FRAGMENTO –
-----
La asociación artística establecida entre el director Werner Herzog y el actor Klaus Kinski, ha sido una de las más fructíferas, en cuanto al nivel cinematográfico alcanzado, de la historia reciente del cine mundial (historia reciente, dices, cuando ya han pasado más de dos décadas desde su última colaboración, "Cobra verde", del año 1988, las dos décadas, desde 1991, que lleva Klaus Kinski criando malvas, no sé si en California, donde murió, o, cadáver retornado a Dánzig, donde nació, ciudad que ya no se llama así, ni es el territorio mencionado en los libros de historia, el corredor de Dánzig, una de las obsesiones hitlerianas, pero me voy del tema, el tema es que me parece reciente lo que pasó hace mucho tiempo, tiempo exacto que se mide con precisión alemana, en segundos, días y todo eso, pero la memoria es egocéntrica, la memoria del tiempo es relativa y se estira y se encoge como la medida del tiempo en los sueños, y se encoge hasta replegarse por completo en la vejez, "Arrugas", el tremendo cómic de Paco Roca que ahora se ha estrenado como película dirigida por Ignacio Ferreras, ¿para qué?, una redundancia inútil pasar el cómic a fotogramas, pero vuelvo al cine que es la única memoria que no queda sepultada sino que permanece viva en el celuloide: cualquiera que esta noche vea por primera vez una película de Herzog protagonizada por Kinski, me dará la razón: será reciente para él. Con suerte, además, será inolvidable). También es una de las más conocidas por tormentosa, tumultuosa, amor-odio, ni contigo ni sin ti: amantes apasionados siempre peleados. Igual se llevaban fenomenal y todo este asunto de la enemistad no era más que una maniobra publicitaria. Quién sabe.
Al menos tres de sus cinco películas juntos serán obras maestras: "Aguirre, la cólera de dios", "Nosferatu, vampiro de la noche" y "Fitzcarraldo". A Kinski sin Herzog no le recuerdo un nivel semejante. A Herzog sin Kinski, sí: "El enigma de Kaspar Hauser" y "Stroskez": ahora Bruno S. (S de Schleinstein: mejor S.: gracias), antítesis de Kinski: donde todo era gesto ahora es la nada del hieratismo; donde la ira explotaba sin contención en unos ojos enloquecidos ahora hay timidez y ternura en una mirada huidiza: la verborrea frente al silencio; donde había un rubio loco ahora uno moreno, pero loco también. Nadie como Herzog supo explotar caracteres tan antagónicos, cada uno en su película. Pero, ¿y si en la vida privada Klaus Kinski resultaba ser un oasis de cariño y Bruno S. un lunático violento? El espectador no debe juzgar al actor detrás del personaje: el telón, la pantalla y la platea, son una frontera impenetrable a la verdad.
-----
DATOS REGISTRADOS –
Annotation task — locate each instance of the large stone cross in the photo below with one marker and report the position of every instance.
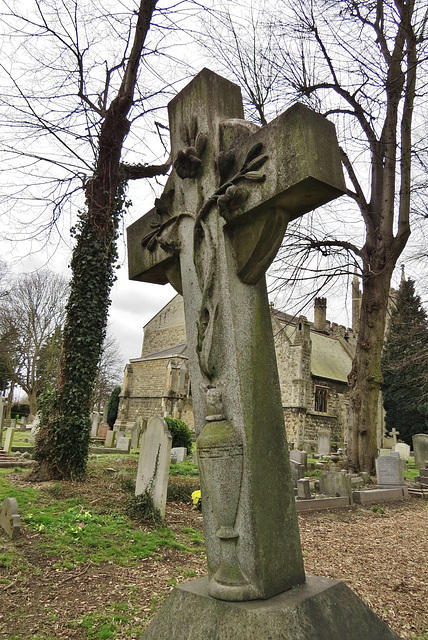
(212, 235)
-----
REQUISITOS – Resume en dos oraciones el fragmento sobre Herzog y Kinski. El listado procede de otra fuente, no del fragmento.

RESPUESTA – La colaboración entre el director Werner Herzog y el actor Klaus Kinski fue una de las más fructíferas y conocidas del cine reciente, famosa por su relación tormentosa de amor y odio, y al menos tres de sus cinco películas juntos son obras maestras: «Aguirre, la cólera de dios», «Nosferatu, vampiro de la noche» y «Fitzcarraldo». Herzog también alcanzó ese nivel sin Kinski con Bruno S., un actor opuesto a él, aunque el espectador no debe juzgar al actor detrás del personaje.